**TASK DIRECTIONS**
Pull out the items below verbatim, starting at the line that contains "[spot] the straw" and ending with the last line of the items, both ends included. Leave the pictures out of your answer.

[Extracted records]
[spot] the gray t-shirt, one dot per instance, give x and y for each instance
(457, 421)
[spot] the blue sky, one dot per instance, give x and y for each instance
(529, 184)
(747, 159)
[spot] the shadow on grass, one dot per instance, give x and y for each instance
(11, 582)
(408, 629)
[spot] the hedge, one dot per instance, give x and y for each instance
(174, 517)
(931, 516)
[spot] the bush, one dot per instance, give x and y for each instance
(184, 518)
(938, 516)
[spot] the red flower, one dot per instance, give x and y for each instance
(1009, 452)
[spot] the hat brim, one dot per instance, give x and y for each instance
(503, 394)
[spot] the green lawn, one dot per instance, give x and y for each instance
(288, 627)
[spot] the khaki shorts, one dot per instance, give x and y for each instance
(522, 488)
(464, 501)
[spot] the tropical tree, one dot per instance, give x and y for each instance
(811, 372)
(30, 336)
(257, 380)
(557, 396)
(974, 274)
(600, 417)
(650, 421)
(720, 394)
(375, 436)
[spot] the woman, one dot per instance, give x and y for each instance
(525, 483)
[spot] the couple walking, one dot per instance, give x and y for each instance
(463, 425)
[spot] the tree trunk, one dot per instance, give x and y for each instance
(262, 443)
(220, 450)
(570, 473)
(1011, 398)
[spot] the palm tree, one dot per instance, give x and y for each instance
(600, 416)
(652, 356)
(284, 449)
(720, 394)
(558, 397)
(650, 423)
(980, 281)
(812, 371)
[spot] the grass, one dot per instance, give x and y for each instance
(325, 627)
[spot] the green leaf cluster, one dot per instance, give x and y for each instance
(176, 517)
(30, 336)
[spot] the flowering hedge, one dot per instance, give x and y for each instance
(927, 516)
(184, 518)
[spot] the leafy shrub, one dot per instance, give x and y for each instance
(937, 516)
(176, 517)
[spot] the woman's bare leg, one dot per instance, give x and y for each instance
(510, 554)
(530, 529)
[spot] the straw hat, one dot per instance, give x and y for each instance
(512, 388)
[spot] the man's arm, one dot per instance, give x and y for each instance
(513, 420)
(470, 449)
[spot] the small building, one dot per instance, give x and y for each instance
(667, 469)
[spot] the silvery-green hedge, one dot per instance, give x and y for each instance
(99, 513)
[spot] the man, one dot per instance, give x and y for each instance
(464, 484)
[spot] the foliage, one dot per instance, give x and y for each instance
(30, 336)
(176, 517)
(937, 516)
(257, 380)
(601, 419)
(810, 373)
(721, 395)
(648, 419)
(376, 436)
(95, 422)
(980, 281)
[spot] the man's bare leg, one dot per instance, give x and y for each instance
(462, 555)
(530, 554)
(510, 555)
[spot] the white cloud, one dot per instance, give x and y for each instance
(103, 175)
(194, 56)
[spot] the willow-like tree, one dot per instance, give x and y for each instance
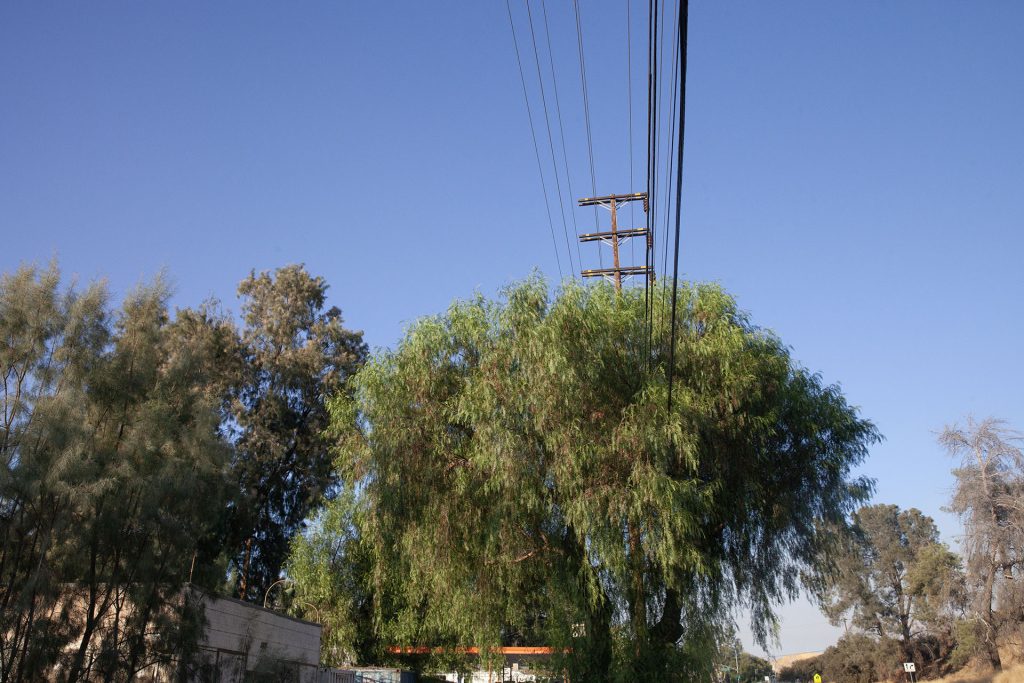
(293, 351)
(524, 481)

**SOLUTION FOR THIS TASK**
[spot] the straw hat, one dot per instance, give x and y for each instance
(512, 388)
[spot] the man's arm, one dot per instance, give x and y for each instance
(513, 420)
(470, 449)
[spot] the small building, one dot per instance, give x and y for each instance
(667, 469)
[spot] the silvery-green hedge, one dot per instance, give x and y for each instance
(99, 513)
[spot] the man, one dot per instance, give x and y for each instance
(464, 484)
[spot] the foliage, one dot per instance, give x and y for each instance
(30, 336)
(176, 517)
(937, 516)
(257, 380)
(601, 419)
(810, 373)
(721, 395)
(648, 419)
(376, 436)
(95, 422)
(980, 281)
[spot] the man's bare leg, one dot per instance, give x and y for each instance
(462, 555)
(530, 554)
(510, 555)
[spot] the white cloud, one dot per instance, give x and y for each instance
(103, 175)
(194, 56)
[spot] the willow-like tree, one dot per instance, give x and y for each instance
(293, 351)
(524, 481)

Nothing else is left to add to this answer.